## EXERCISE DESCRIPTION
Please report how many lines of the material below contain the string "points", giving only the number.

## RECORDS FOR THE EXERCISE
....
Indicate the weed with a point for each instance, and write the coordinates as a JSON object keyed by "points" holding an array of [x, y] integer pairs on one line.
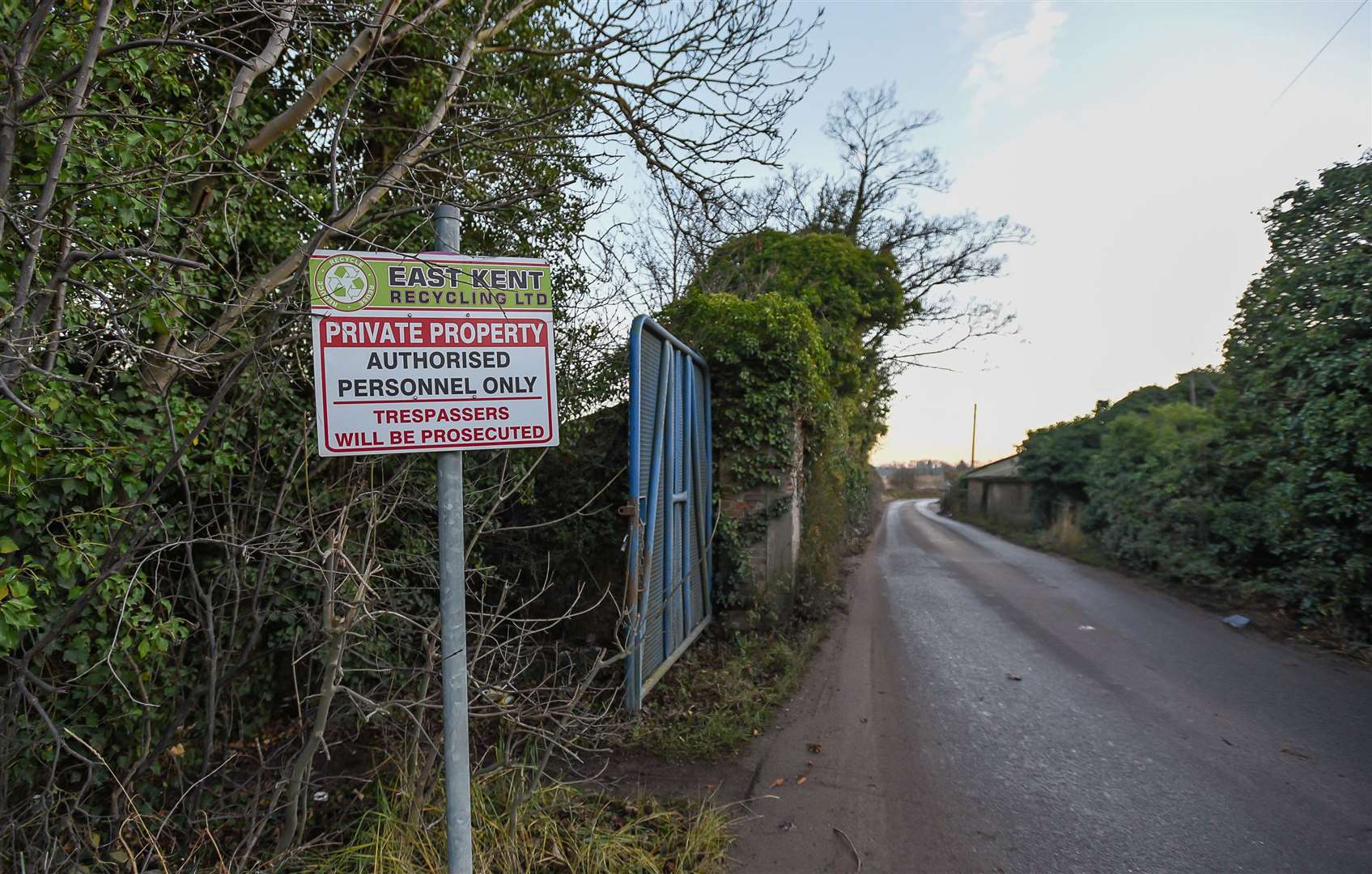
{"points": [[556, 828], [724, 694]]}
....
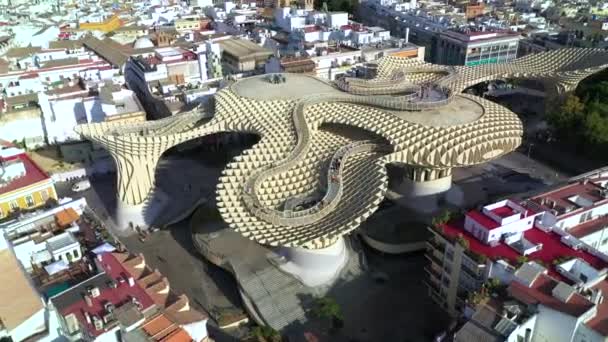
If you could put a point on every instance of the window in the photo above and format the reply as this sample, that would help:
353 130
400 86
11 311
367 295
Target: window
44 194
....
## SOLUTION FOR THIS PROBLEM
2